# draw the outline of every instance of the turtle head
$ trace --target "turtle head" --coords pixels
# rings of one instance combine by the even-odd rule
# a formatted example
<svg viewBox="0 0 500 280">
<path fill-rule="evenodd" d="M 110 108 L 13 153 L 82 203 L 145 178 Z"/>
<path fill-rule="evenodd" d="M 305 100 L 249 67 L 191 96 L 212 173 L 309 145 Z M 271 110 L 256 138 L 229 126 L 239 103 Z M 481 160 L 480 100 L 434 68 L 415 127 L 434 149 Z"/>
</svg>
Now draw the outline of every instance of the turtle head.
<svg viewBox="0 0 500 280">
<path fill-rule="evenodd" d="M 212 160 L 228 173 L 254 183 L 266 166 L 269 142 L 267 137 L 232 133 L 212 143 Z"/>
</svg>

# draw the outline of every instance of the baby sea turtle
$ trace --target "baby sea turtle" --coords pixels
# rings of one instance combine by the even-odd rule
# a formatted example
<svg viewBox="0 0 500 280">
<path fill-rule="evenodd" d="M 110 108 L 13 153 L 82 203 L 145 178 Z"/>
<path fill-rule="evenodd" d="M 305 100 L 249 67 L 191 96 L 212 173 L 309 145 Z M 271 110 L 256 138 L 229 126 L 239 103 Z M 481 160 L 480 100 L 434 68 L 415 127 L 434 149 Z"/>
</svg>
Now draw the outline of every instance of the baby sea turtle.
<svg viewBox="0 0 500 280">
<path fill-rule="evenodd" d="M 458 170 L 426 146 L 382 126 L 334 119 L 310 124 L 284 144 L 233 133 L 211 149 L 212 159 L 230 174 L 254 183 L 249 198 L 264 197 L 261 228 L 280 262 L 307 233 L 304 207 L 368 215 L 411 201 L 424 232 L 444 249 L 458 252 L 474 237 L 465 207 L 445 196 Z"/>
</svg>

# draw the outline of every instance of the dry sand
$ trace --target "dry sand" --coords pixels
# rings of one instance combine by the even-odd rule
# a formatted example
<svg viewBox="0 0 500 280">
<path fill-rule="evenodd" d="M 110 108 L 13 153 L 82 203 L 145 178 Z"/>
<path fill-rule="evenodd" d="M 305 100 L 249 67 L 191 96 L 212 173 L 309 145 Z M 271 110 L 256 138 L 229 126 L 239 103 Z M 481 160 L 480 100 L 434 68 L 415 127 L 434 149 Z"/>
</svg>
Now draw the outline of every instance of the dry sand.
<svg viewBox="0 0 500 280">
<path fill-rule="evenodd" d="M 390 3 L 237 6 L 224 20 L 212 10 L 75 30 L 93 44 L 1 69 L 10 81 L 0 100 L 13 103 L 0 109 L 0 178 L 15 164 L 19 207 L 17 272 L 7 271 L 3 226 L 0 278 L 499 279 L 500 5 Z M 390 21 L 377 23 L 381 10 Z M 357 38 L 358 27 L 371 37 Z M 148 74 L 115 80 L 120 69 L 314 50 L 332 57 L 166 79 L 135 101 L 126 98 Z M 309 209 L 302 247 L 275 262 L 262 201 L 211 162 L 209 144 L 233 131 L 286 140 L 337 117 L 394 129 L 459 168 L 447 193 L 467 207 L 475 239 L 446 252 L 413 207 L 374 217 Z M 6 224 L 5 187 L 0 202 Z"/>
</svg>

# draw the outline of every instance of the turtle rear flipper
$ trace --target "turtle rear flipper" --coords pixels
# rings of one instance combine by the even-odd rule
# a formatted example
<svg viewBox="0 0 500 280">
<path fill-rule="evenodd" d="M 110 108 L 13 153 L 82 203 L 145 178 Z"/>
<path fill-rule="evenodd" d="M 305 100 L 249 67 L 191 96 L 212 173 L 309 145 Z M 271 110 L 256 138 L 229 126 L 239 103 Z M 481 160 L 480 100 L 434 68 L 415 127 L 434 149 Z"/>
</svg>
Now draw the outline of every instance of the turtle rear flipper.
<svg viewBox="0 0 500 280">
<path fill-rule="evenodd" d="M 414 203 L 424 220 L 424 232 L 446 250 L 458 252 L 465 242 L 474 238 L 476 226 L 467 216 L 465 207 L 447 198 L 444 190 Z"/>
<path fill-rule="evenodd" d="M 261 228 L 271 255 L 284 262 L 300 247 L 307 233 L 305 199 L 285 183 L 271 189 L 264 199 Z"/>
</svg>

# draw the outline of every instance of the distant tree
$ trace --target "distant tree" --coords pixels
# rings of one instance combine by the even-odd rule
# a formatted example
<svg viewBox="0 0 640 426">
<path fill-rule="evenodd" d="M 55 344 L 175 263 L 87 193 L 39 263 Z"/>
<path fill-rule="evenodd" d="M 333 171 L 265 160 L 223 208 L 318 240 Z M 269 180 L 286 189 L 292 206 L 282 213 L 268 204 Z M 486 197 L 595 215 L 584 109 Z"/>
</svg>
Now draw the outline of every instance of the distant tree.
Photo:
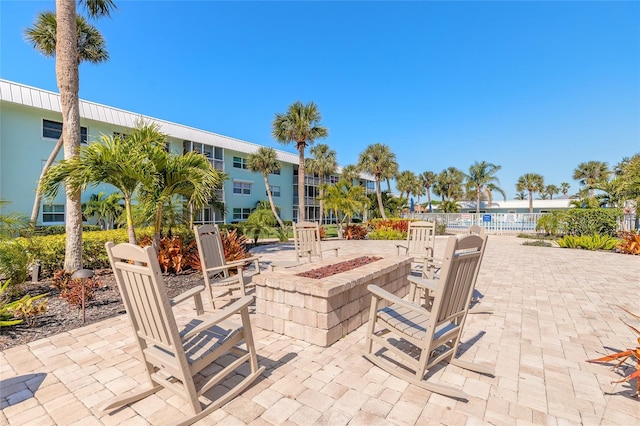
<svg viewBox="0 0 640 426">
<path fill-rule="evenodd" d="M 89 201 L 84 205 L 82 213 L 85 217 L 97 216 L 98 224 L 102 224 L 102 229 L 113 229 L 115 219 L 122 213 L 123 207 L 120 204 L 122 194 L 114 192 L 107 195 L 104 192 L 91 194 Z"/>
<path fill-rule="evenodd" d="M 540 195 L 538 195 L 538 200 L 548 200 L 549 197 L 550 195 L 543 190 L 540 192 Z"/>
<path fill-rule="evenodd" d="M 573 171 L 573 178 L 580 182 L 580 185 L 589 188 L 589 197 L 595 197 L 593 185 L 609 179 L 611 172 L 609 166 L 604 161 L 587 161 L 578 164 Z"/>
<path fill-rule="evenodd" d="M 307 158 L 305 168 L 311 173 L 317 173 L 320 178 L 320 223 L 324 214 L 324 201 L 322 200 L 325 190 L 325 178 L 336 172 L 338 160 L 336 152 L 329 148 L 329 145 L 319 144 L 310 150 L 312 158 Z"/>
<path fill-rule="evenodd" d="M 533 194 L 542 192 L 544 188 L 544 178 L 537 173 L 526 173 L 518 178 L 516 191 L 529 192 L 529 213 L 533 213 Z"/>
<path fill-rule="evenodd" d="M 431 171 L 422 172 L 418 179 L 420 181 L 420 185 L 425 189 L 427 194 L 427 203 L 431 205 L 431 187 L 436 182 L 436 174 Z"/>
<path fill-rule="evenodd" d="M 569 182 L 562 182 L 560 184 L 560 192 L 562 192 L 562 195 L 566 196 L 570 187 L 571 185 L 569 185 Z"/>
<path fill-rule="evenodd" d="M 351 182 L 353 184 L 354 180 L 360 179 L 360 171 L 358 170 L 358 166 L 355 164 L 349 164 L 342 168 L 342 179 L 347 182 Z"/>
<path fill-rule="evenodd" d="M 553 200 L 553 196 L 560 193 L 560 188 L 551 184 L 544 187 L 544 192 L 549 195 L 550 200 Z"/>
<path fill-rule="evenodd" d="M 475 193 L 476 213 L 480 213 L 480 197 L 484 194 L 489 200 L 491 207 L 492 192 L 497 191 L 507 200 L 507 195 L 497 183 L 496 173 L 500 170 L 500 166 L 486 161 L 475 162 L 469 167 L 469 174 L 465 175 L 467 181 L 466 188 L 468 192 Z"/>
<path fill-rule="evenodd" d="M 376 195 L 378 208 L 380 209 L 380 216 L 386 220 L 387 216 L 382 202 L 380 182 L 383 179 L 393 176 L 393 173 L 397 170 L 398 163 L 396 162 L 396 155 L 387 145 L 375 143 L 373 145 L 369 145 L 362 153 L 360 153 L 358 167 L 360 170 L 373 175 L 376 182 Z"/>
<path fill-rule="evenodd" d="M 464 194 L 463 181 L 464 173 L 455 167 L 449 167 L 440 172 L 436 178 L 433 193 L 440 196 L 442 201 L 457 201 Z"/>
<path fill-rule="evenodd" d="M 526 200 L 527 199 L 527 193 L 524 191 L 518 192 L 516 194 L 516 200 Z"/>
<path fill-rule="evenodd" d="M 340 179 L 335 185 L 328 187 L 323 200 L 327 210 L 334 212 L 338 221 L 340 237 L 342 237 L 345 222 L 348 225 L 353 216 L 362 212 L 369 205 L 364 188 L 353 185 L 346 179 Z"/>
<path fill-rule="evenodd" d="M 316 139 L 326 138 L 329 131 L 320 125 L 322 115 L 315 103 L 294 102 L 285 114 L 277 114 L 272 123 L 272 135 L 280 143 L 293 142 L 298 150 L 298 221 L 305 220 L 304 150 Z"/>
<path fill-rule="evenodd" d="M 280 170 L 280 163 L 278 162 L 278 154 L 276 153 L 276 150 L 266 146 L 261 146 L 255 153 L 249 154 L 249 157 L 247 158 L 247 167 L 253 172 L 262 173 L 264 186 L 267 189 L 267 197 L 269 198 L 271 212 L 278 222 L 278 225 L 280 225 L 280 228 L 284 229 L 284 222 L 280 219 L 276 205 L 273 202 L 271 185 L 269 185 L 269 175 Z"/>
<path fill-rule="evenodd" d="M 400 195 L 406 193 L 407 199 L 409 199 L 416 186 L 418 186 L 418 178 L 412 171 L 405 170 L 396 175 L 396 188 L 400 191 Z"/>
<path fill-rule="evenodd" d="M 8 204 L 9 201 L 0 200 L 0 240 L 15 237 L 19 229 L 28 225 L 27 218 L 21 213 L 2 213 L 3 207 Z"/>
</svg>

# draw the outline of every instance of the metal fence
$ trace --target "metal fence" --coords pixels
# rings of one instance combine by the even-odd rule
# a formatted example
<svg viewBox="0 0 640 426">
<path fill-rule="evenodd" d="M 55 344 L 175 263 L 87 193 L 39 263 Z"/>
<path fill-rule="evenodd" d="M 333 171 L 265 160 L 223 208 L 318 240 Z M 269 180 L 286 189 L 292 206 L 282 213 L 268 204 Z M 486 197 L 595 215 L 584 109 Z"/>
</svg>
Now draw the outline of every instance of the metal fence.
<svg viewBox="0 0 640 426">
<path fill-rule="evenodd" d="M 407 219 L 435 220 L 444 223 L 448 232 L 466 231 L 471 225 L 482 226 L 487 233 L 517 235 L 536 232 L 540 216 L 546 213 L 409 213 Z M 627 214 L 619 223 L 620 230 L 635 229 L 635 215 Z"/>
</svg>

- [WHAT YOU HAVE TO DO]: Lines containing the word "trace" must be found in the data above and copied.

- [SOLUTION]:
$ trace --target "turtle head" --coords pixels
$ trace --target "baby sea turtle" --coords pixels
$ trace --target "dry sand" --coords pixels
$ trace --target "turtle rear flipper" --coords pixels
$ trace --target "distant tree" --coords pixels
$ trace --target "metal fence" --coords pixels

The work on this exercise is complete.